— Task requirements —
Convert the part of the material that opens with the line containing "[locate] the white snow" and runs through the end of the material into a Markdown table with the columns Row and Line. Put the row number in Row and the line's text in Line, and leave out blank lines.

— Input records —

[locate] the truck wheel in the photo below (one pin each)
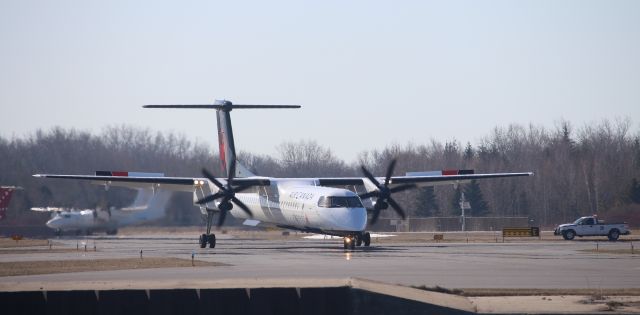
(569, 235)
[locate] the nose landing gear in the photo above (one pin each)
(208, 238)
(351, 241)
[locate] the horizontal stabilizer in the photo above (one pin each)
(251, 222)
(128, 174)
(442, 173)
(222, 106)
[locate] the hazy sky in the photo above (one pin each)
(367, 73)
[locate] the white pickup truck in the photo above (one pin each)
(591, 226)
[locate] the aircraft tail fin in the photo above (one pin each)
(225, 132)
(5, 197)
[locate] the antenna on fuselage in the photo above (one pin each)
(225, 131)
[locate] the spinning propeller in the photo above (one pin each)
(227, 194)
(383, 192)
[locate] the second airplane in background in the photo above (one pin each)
(147, 206)
(305, 204)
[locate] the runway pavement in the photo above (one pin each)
(516, 264)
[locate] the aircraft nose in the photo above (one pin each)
(53, 223)
(350, 219)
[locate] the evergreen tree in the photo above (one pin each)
(634, 192)
(468, 152)
(455, 201)
(473, 195)
(426, 203)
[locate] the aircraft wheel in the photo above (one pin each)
(366, 238)
(212, 241)
(349, 242)
(203, 240)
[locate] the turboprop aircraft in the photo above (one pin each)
(304, 204)
(5, 198)
(149, 205)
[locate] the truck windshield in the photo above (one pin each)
(339, 202)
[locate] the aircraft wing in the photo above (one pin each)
(149, 180)
(48, 209)
(421, 179)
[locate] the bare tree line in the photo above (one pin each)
(579, 171)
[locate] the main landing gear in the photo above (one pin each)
(351, 241)
(208, 238)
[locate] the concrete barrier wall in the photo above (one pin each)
(449, 224)
(280, 301)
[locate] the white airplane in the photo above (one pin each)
(147, 206)
(304, 204)
(6, 192)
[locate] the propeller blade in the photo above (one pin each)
(209, 198)
(232, 172)
(370, 176)
(402, 188)
(212, 179)
(374, 218)
(223, 215)
(396, 207)
(242, 206)
(390, 169)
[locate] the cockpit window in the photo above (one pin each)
(340, 202)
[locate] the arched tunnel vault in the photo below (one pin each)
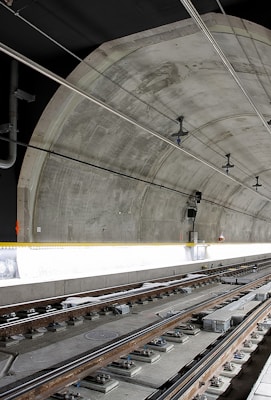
(109, 180)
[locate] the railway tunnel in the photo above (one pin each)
(151, 157)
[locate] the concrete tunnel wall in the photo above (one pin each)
(160, 74)
(48, 271)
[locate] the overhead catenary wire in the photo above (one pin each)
(65, 49)
(81, 60)
(131, 177)
(32, 64)
(199, 21)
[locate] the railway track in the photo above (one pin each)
(53, 311)
(44, 383)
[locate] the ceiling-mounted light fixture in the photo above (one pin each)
(181, 132)
(228, 165)
(257, 184)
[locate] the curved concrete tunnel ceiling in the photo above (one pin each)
(104, 179)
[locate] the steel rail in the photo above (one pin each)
(28, 323)
(43, 384)
(210, 361)
(98, 292)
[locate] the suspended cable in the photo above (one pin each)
(17, 14)
(32, 64)
(65, 49)
(196, 17)
(124, 175)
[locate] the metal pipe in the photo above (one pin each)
(13, 115)
(9, 363)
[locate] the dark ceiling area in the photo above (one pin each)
(56, 35)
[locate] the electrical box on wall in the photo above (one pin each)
(193, 237)
(191, 212)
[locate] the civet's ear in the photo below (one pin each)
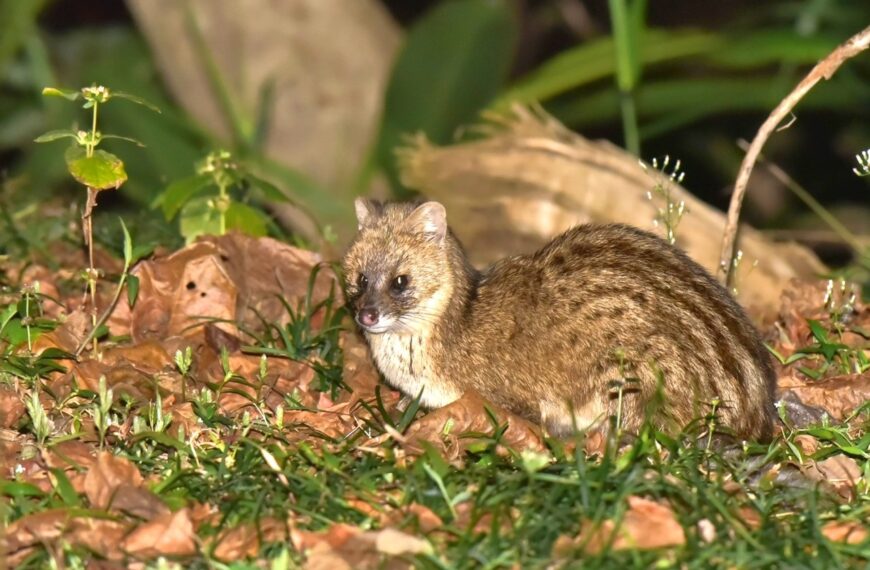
(430, 219)
(367, 211)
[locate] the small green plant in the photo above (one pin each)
(214, 200)
(94, 168)
(101, 410)
(670, 213)
(863, 168)
(42, 424)
(21, 323)
(183, 362)
(299, 340)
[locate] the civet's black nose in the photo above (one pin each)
(367, 316)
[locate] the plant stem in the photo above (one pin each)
(90, 147)
(88, 229)
(627, 69)
(222, 200)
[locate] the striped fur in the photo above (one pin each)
(553, 335)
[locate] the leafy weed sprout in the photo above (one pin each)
(204, 211)
(96, 169)
(863, 159)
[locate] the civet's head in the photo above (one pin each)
(398, 267)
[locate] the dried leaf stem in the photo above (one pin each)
(825, 69)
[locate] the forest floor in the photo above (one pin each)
(229, 417)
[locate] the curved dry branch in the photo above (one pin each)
(823, 70)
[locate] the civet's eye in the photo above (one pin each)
(400, 283)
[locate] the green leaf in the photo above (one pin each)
(179, 193)
(454, 62)
(246, 219)
(101, 171)
(595, 60)
(135, 99)
(65, 93)
(128, 245)
(198, 218)
(818, 330)
(8, 313)
(774, 46)
(16, 489)
(128, 139)
(56, 135)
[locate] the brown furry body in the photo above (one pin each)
(551, 336)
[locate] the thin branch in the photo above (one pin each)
(823, 70)
(844, 233)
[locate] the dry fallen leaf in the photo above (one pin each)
(171, 534)
(848, 532)
(838, 395)
(838, 472)
(99, 535)
(106, 476)
(347, 547)
(533, 178)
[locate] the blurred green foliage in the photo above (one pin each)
(459, 58)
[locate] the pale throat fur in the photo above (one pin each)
(407, 358)
(406, 343)
(535, 334)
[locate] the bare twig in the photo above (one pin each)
(824, 69)
(844, 233)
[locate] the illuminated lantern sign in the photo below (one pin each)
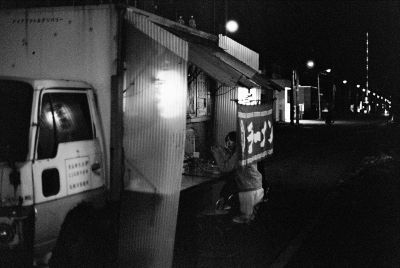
(255, 133)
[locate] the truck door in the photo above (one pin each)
(68, 160)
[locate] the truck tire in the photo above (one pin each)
(78, 241)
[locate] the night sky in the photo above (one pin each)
(286, 33)
(332, 33)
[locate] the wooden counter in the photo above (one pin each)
(190, 180)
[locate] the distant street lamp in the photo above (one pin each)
(319, 91)
(232, 26)
(310, 64)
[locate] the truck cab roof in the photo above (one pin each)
(39, 84)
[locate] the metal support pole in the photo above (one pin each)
(296, 76)
(319, 98)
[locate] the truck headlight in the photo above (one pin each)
(6, 233)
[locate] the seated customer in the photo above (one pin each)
(247, 179)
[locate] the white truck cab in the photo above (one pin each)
(51, 160)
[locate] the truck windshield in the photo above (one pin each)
(15, 114)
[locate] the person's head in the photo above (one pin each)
(230, 141)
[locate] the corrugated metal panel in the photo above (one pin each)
(225, 112)
(154, 138)
(239, 51)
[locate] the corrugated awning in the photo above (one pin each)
(280, 84)
(225, 68)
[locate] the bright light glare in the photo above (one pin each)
(170, 96)
(310, 64)
(232, 26)
(246, 96)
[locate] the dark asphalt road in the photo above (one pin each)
(326, 208)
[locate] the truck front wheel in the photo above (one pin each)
(79, 243)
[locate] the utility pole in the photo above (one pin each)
(292, 98)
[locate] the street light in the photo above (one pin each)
(232, 26)
(319, 93)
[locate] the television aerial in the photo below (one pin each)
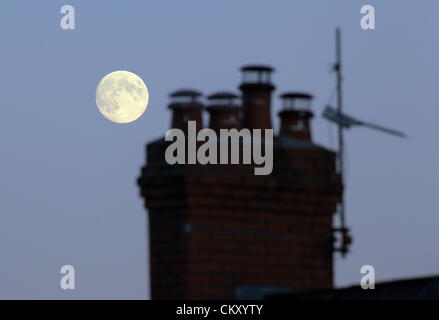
(344, 121)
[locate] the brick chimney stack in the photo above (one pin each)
(217, 231)
(256, 90)
(185, 106)
(224, 111)
(296, 115)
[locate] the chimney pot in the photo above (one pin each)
(296, 114)
(256, 90)
(224, 111)
(185, 106)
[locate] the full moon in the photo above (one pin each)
(122, 96)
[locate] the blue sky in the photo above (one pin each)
(68, 175)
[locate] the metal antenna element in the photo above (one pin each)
(344, 232)
(344, 121)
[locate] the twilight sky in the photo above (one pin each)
(68, 175)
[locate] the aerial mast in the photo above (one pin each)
(345, 238)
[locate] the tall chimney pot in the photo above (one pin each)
(256, 90)
(296, 114)
(224, 111)
(185, 106)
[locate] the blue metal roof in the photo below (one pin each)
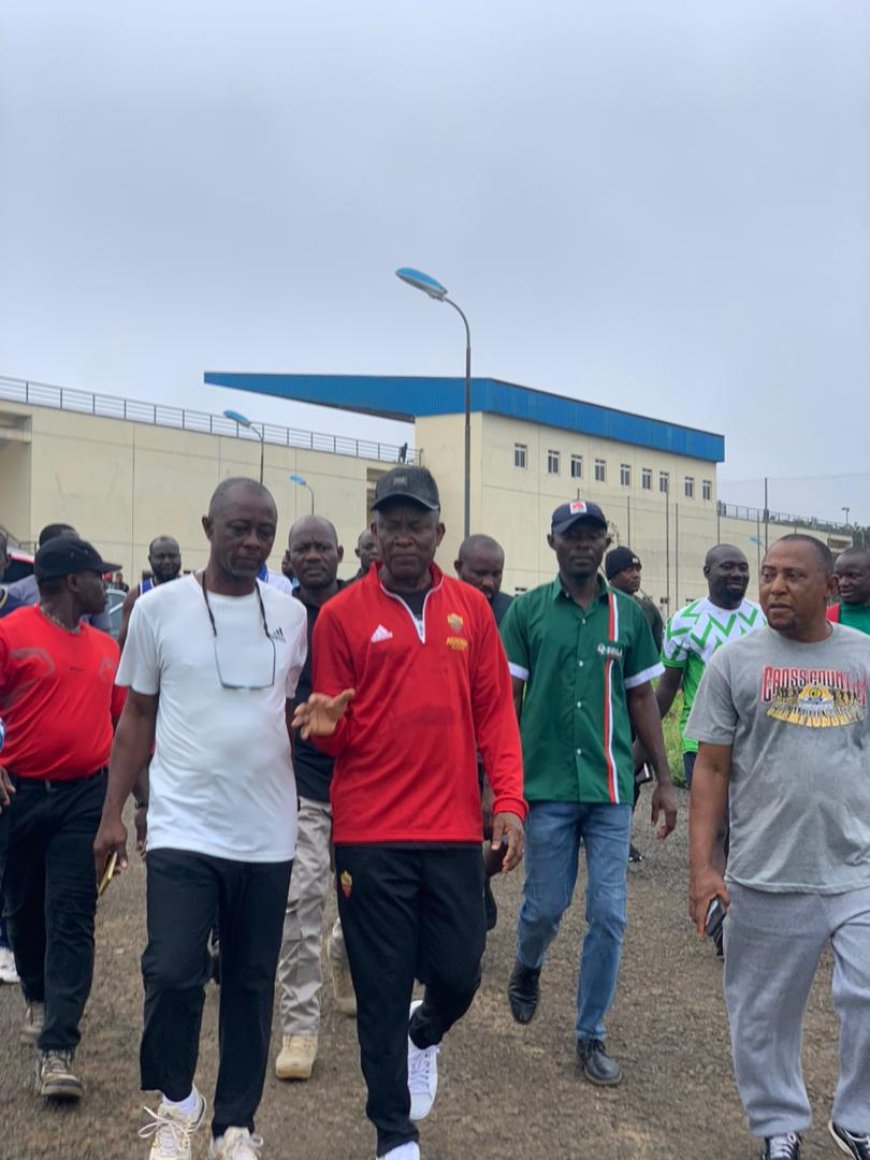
(413, 397)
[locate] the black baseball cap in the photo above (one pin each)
(567, 514)
(618, 559)
(414, 484)
(65, 556)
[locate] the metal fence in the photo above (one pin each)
(158, 414)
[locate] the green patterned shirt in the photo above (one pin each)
(693, 635)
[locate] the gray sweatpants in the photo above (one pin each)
(773, 944)
(299, 965)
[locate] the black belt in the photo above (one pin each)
(50, 785)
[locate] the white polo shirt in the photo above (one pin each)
(222, 777)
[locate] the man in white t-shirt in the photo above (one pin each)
(211, 662)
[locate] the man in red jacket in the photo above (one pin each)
(412, 679)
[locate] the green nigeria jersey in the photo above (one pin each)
(693, 636)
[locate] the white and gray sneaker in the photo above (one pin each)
(171, 1131)
(7, 966)
(236, 1144)
(422, 1074)
(55, 1077)
(410, 1151)
(785, 1146)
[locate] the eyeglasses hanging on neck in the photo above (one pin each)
(248, 665)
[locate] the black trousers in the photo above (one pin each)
(185, 891)
(407, 913)
(49, 889)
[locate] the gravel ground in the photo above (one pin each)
(504, 1090)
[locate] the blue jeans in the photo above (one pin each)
(553, 833)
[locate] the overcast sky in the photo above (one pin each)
(662, 207)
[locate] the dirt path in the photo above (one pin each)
(505, 1092)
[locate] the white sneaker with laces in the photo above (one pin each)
(785, 1146)
(236, 1144)
(172, 1131)
(7, 966)
(410, 1151)
(422, 1074)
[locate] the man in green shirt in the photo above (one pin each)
(581, 659)
(853, 578)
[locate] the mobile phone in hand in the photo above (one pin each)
(107, 874)
(715, 918)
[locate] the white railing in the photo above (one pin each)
(158, 414)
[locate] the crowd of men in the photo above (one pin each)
(403, 717)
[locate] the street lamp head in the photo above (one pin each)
(238, 418)
(420, 281)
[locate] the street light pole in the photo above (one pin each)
(434, 289)
(301, 483)
(244, 421)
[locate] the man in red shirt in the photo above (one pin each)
(58, 700)
(432, 684)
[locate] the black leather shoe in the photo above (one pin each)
(523, 992)
(853, 1145)
(596, 1065)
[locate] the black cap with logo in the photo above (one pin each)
(618, 559)
(415, 485)
(577, 510)
(65, 556)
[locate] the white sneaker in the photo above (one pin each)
(410, 1151)
(296, 1058)
(236, 1144)
(172, 1131)
(7, 966)
(422, 1074)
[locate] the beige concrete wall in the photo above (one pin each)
(15, 485)
(515, 505)
(121, 484)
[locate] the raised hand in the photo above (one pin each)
(319, 715)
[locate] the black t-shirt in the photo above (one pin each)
(313, 768)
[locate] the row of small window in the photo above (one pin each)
(553, 468)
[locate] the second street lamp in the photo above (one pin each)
(244, 421)
(434, 289)
(299, 480)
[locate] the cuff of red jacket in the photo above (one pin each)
(510, 805)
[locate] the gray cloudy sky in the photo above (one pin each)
(661, 207)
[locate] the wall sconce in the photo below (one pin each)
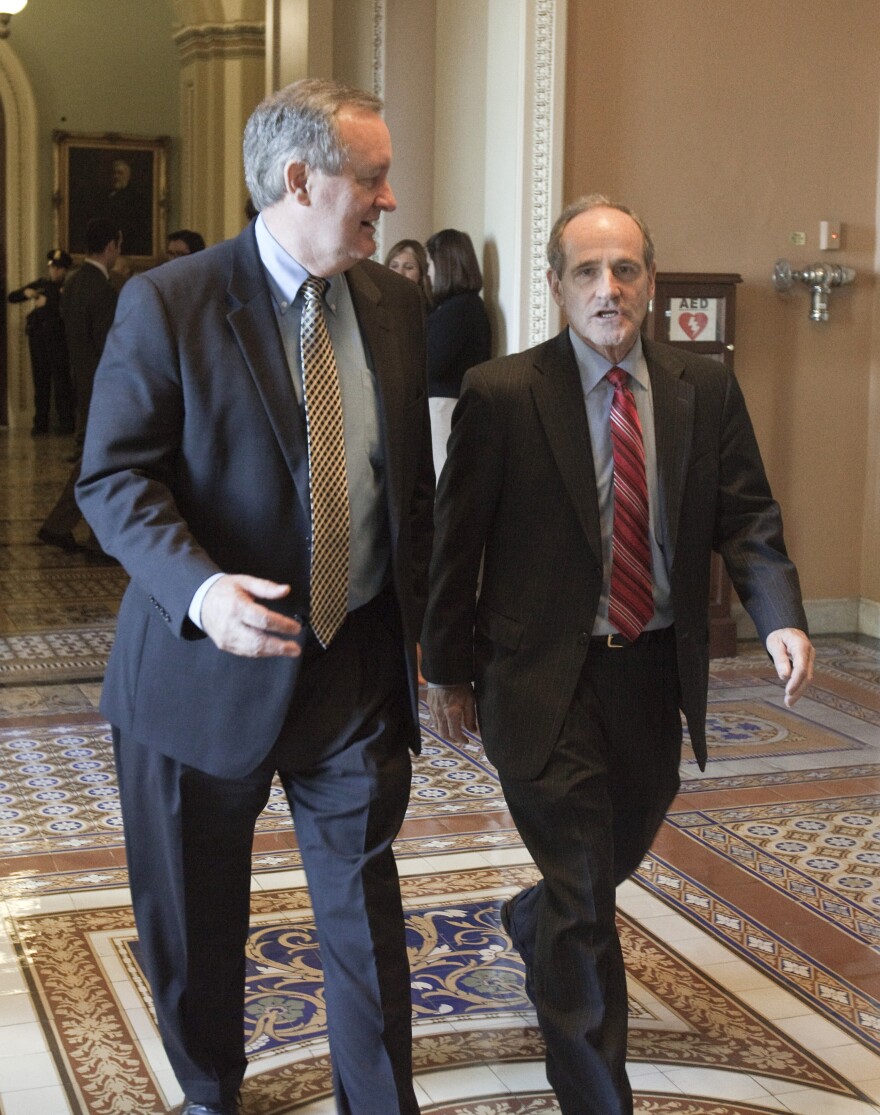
(819, 277)
(8, 9)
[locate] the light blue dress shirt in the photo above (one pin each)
(597, 396)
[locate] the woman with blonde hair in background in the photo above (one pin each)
(458, 333)
(408, 259)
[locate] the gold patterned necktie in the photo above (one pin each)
(630, 603)
(328, 484)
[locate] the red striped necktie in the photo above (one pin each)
(630, 602)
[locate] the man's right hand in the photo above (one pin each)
(452, 709)
(233, 619)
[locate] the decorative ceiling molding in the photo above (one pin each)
(221, 40)
(545, 73)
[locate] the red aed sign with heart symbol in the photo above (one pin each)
(693, 323)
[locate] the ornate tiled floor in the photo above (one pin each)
(752, 931)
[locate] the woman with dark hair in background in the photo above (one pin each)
(458, 335)
(407, 258)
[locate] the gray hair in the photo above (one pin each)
(555, 254)
(299, 123)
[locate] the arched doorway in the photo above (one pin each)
(18, 156)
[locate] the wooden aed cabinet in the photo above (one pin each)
(697, 311)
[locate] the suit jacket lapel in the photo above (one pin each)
(674, 430)
(376, 328)
(253, 322)
(559, 397)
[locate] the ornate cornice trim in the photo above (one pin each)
(221, 40)
(541, 217)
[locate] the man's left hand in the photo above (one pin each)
(793, 656)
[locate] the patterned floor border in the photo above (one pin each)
(679, 1017)
(814, 983)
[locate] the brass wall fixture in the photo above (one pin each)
(819, 277)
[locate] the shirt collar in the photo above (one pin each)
(593, 367)
(286, 274)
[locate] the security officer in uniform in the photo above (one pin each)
(48, 347)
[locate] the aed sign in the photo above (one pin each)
(694, 319)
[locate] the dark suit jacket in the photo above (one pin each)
(88, 301)
(520, 480)
(458, 337)
(195, 462)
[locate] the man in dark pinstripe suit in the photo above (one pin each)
(583, 725)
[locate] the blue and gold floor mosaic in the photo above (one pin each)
(751, 932)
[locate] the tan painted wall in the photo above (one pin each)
(728, 126)
(98, 66)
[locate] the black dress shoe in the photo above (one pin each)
(66, 542)
(193, 1108)
(506, 918)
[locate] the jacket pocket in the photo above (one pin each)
(499, 628)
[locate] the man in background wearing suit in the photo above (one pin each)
(88, 303)
(201, 474)
(579, 687)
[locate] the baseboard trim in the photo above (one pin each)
(825, 617)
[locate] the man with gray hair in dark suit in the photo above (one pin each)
(259, 459)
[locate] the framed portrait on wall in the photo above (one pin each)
(119, 177)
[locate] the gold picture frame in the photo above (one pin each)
(118, 176)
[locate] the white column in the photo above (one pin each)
(497, 171)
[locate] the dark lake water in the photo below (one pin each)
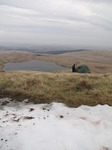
(34, 65)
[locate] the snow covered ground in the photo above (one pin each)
(55, 127)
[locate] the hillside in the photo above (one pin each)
(69, 88)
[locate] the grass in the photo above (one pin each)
(72, 89)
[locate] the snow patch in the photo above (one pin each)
(26, 126)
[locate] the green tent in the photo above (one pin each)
(83, 69)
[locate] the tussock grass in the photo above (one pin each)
(69, 88)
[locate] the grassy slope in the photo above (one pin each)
(71, 89)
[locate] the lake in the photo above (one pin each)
(33, 65)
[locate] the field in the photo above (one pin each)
(98, 61)
(72, 89)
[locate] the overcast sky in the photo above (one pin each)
(83, 23)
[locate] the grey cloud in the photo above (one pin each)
(54, 20)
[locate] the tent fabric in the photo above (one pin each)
(83, 69)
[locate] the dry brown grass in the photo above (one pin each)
(98, 61)
(72, 89)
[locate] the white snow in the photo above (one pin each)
(55, 127)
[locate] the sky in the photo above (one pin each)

— Solved exercise —
| Row | Line |
|---|---|
| 1 | [locate] the white snow in the photo above (one pin each) |
| 2 | (55, 127) |
| 3 | [locate] the sky in the photo above (one pin each) |